TASK ITEM: Copy the records below exactly, omitting any pictures they contain.

LISTED RECORDS:
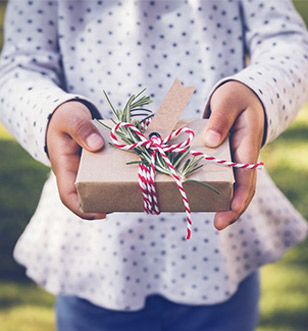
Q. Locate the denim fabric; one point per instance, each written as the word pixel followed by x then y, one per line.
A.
pixel 239 313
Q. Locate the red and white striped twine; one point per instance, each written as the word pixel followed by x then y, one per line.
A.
pixel 147 174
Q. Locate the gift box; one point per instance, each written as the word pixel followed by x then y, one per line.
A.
pixel 106 183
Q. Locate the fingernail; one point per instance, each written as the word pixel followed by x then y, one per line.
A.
pixel 95 141
pixel 212 138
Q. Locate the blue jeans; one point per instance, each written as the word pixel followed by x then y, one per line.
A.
pixel 239 313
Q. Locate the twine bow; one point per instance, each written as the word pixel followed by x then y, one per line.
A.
pixel 157 145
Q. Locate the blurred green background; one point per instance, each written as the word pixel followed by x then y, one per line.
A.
pixel 25 307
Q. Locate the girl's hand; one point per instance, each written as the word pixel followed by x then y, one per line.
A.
pixel 70 129
pixel 236 109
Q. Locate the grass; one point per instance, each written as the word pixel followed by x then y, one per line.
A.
pixel 24 306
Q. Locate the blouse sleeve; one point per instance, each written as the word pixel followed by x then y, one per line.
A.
pixel 276 42
pixel 32 85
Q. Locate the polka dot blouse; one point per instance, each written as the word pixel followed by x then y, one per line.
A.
pixel 63 50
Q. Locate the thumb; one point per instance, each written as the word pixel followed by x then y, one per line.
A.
pixel 85 133
pixel 224 113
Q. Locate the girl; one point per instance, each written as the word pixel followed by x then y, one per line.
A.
pixel 134 271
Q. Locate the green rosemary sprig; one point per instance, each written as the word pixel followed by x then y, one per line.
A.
pixel 136 107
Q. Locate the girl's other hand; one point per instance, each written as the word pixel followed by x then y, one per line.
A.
pixel 69 129
pixel 235 108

REPLY TO THE EXERCISE:
Q. Locate the denim fabric; one point per instance, each written as the word pixel followed by x then y, one per line.
A.
pixel 239 313
Q. Locate the red and white striped twine; one point per instance, each written as the word pixel followed by x then y, one per line.
A.
pixel 147 174
Q. Locate the gift box; one point per instance, each written as the word pixel followed by x then y, one per line.
A.
pixel 106 183
Q. Locate the fingernail; one point per instance, each written as the word pixel followed by x then y, one per line.
A.
pixel 95 141
pixel 212 138
Q. Locate the blue jeans; one point per instance, each written as the word pixel followed by x then y, one per line.
A.
pixel 239 313
Q. Locate the twine bow; one point per instance, each written as the word pixel followed by x then y, one per line.
A.
pixel 157 145
Q. Locate the blurred green background; one point per instance, each written as the word pixel followed by x then y, one per line.
A.
pixel 25 307
Q. Locate the girl's hand; one point per instance, each written as the word pixel followed by x then y, one per line.
A.
pixel 70 129
pixel 236 109
Q. Locate the grass; one point per instance, each written as the word pixel followed by x then y, one per line.
A.
pixel 24 306
Q. Locate the blouse sleeve; one point per instance, each written as the word pixel followed by x then y, one per line.
A.
pixel 276 42
pixel 32 85
Q. Locate the polka dot blouse; one point per instance, each written as the word pixel followed by x then y, one per line.
A.
pixel 63 50
Q. Locate the thumb; one point per instance, each written as the word pixel followed by x then y, one per line.
A.
pixel 85 133
pixel 224 113
Q. Locate the girl; one point per instance, each written as the word pixel followed by x then y, one per line.
A.
pixel 134 271
Q. Locate the green rosemary sprig; one point per instance, each written as the word pixel followed by x then y, one per line.
A.
pixel 136 107
Q. Locate the girl's other hand; one point per instance, each written as the word pixel followed by x then y, one per line.
A.
pixel 69 129
pixel 235 108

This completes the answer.